> EXTRACTED INFORMATION:

---

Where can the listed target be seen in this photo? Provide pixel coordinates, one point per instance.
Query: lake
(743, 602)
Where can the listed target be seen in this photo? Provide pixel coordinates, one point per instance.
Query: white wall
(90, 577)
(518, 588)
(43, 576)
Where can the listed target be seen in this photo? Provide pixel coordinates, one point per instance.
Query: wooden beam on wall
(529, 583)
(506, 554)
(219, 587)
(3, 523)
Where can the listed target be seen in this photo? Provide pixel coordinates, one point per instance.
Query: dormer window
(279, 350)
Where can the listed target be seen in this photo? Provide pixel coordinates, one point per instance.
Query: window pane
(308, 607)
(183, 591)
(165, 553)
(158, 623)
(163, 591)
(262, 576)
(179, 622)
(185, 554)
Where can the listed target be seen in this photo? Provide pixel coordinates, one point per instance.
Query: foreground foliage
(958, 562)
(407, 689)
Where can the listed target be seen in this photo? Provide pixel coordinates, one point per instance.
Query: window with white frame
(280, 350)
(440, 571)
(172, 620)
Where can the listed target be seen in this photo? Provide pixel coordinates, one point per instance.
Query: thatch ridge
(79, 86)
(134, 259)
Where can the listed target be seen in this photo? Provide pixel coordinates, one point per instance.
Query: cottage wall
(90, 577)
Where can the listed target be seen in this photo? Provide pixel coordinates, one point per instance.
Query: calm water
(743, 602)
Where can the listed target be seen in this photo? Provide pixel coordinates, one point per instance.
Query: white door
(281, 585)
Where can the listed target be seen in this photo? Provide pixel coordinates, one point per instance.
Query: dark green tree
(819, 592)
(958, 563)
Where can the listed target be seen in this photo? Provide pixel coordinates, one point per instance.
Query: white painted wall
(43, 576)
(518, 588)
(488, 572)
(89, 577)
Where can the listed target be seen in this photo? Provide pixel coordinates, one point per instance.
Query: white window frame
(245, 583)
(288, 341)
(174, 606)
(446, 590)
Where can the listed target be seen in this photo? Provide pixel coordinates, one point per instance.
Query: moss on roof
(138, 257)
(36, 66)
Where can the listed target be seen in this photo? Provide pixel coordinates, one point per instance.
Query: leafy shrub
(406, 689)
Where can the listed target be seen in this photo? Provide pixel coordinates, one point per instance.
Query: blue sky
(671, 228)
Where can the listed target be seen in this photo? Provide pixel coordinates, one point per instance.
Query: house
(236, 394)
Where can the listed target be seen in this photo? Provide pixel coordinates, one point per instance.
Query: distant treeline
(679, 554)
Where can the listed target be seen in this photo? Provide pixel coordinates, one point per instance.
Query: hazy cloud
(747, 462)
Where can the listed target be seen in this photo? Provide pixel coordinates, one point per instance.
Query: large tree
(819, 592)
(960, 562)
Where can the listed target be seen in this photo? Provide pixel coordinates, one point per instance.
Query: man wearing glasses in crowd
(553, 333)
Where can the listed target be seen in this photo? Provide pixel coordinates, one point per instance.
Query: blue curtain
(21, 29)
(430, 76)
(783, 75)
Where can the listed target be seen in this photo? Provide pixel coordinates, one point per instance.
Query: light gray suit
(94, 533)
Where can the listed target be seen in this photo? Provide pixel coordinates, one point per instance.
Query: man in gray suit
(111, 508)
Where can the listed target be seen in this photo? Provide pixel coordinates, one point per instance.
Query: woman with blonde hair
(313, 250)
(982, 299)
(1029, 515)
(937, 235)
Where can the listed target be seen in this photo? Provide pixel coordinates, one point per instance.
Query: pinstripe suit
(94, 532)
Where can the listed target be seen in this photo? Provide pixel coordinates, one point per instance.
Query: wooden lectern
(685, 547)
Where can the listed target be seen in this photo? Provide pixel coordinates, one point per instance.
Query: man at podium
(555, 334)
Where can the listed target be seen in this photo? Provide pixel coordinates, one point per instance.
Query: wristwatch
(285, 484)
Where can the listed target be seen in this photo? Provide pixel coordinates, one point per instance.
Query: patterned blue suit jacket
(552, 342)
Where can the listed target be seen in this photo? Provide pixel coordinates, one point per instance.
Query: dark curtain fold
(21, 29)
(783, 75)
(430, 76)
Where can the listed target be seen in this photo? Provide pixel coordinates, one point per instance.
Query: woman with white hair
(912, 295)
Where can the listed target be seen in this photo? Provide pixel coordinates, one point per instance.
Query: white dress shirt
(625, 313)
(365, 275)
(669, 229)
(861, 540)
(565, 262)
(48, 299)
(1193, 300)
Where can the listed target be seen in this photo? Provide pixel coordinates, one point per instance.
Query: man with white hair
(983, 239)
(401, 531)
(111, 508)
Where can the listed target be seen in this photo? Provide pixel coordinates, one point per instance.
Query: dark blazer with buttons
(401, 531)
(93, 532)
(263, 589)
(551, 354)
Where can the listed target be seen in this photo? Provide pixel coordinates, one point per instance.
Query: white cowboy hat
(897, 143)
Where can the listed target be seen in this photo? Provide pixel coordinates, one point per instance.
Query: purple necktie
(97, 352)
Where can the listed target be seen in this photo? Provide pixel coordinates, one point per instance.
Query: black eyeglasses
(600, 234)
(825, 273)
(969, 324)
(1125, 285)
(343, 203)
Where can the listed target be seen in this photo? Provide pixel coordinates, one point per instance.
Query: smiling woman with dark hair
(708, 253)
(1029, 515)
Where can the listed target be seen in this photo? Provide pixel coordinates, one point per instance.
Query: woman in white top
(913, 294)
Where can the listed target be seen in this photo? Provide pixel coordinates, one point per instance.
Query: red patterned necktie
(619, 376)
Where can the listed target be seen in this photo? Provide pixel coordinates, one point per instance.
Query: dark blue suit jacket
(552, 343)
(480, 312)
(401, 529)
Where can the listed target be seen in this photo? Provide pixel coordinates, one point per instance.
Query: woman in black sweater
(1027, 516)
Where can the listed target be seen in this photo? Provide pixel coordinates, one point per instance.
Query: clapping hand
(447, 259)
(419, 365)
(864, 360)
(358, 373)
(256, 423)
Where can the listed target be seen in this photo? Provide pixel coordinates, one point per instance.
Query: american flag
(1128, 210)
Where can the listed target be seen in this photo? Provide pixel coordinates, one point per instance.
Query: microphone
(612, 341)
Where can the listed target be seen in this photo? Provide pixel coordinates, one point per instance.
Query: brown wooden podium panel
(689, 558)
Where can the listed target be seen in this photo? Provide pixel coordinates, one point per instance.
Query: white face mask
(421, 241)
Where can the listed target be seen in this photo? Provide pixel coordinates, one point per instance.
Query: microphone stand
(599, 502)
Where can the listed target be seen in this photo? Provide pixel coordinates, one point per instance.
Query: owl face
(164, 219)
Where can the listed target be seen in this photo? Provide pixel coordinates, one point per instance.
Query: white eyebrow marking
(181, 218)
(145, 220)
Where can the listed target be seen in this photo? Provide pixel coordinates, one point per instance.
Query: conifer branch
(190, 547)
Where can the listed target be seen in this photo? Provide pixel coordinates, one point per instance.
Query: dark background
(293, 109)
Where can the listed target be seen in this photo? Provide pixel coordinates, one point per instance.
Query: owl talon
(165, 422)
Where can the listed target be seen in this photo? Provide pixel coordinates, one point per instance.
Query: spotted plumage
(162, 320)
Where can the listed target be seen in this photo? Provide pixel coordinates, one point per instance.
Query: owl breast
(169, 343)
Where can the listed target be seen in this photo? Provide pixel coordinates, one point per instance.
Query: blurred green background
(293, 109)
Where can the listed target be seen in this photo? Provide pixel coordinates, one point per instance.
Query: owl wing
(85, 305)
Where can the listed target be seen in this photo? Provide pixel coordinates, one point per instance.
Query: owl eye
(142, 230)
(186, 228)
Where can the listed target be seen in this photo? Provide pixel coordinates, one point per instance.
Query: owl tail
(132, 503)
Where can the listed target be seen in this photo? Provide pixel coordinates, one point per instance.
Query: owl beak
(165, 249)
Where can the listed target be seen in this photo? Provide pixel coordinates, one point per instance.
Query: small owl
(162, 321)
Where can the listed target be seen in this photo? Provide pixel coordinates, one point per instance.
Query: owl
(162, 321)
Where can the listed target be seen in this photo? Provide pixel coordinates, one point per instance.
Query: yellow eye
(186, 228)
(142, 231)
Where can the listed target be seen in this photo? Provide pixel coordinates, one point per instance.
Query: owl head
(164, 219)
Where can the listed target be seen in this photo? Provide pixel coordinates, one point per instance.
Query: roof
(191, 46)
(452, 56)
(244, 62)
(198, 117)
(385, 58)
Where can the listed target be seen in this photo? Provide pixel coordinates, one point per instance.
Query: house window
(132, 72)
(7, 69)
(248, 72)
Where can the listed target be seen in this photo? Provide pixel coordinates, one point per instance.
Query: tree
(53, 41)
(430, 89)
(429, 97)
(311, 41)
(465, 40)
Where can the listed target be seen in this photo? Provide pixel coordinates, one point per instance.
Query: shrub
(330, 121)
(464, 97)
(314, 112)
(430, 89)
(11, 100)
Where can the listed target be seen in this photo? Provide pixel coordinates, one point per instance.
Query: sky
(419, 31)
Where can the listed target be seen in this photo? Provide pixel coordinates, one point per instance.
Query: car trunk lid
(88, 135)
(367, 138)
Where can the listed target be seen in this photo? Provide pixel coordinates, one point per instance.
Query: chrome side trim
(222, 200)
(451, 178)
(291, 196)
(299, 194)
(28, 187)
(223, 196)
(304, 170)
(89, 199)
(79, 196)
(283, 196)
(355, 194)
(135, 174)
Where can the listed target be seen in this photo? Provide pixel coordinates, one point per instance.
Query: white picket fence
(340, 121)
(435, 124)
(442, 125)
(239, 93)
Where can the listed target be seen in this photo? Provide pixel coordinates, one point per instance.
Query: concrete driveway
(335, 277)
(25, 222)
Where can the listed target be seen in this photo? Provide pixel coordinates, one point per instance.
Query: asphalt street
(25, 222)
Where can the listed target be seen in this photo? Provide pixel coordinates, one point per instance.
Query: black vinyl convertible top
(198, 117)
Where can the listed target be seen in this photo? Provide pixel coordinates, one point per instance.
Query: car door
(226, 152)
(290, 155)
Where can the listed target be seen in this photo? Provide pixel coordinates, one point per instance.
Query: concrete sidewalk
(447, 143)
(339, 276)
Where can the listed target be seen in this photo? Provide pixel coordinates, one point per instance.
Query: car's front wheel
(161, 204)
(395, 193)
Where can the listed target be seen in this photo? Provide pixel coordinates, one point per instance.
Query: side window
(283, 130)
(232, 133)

---

> YOUR GOAL:
Copy out exactly, and only, the lines from the one that contains "Query: black vinyl convertible top" through the last line of the material above.

> SOLUTION FOR THIS TASK:
Query: black vinyl convertible top
(198, 117)
Where can the listed target be seen in this photo? Provide pixel coordinates, one point per instance.
Query: car door
(226, 152)
(290, 155)
Where can the listed target be seen in this photo? Provide pixel coordinates, one point per instance.
Query: concrete sidewalk
(447, 143)
(339, 276)
Where can the listed target be seen in this photo? Provide pixel coordinates, one point per instance.
Query: car's front wheel
(161, 204)
(395, 193)
Where can the listed target be seen in this photo? Provide pixel coordinates, one point per instance.
Query: side window
(283, 130)
(232, 133)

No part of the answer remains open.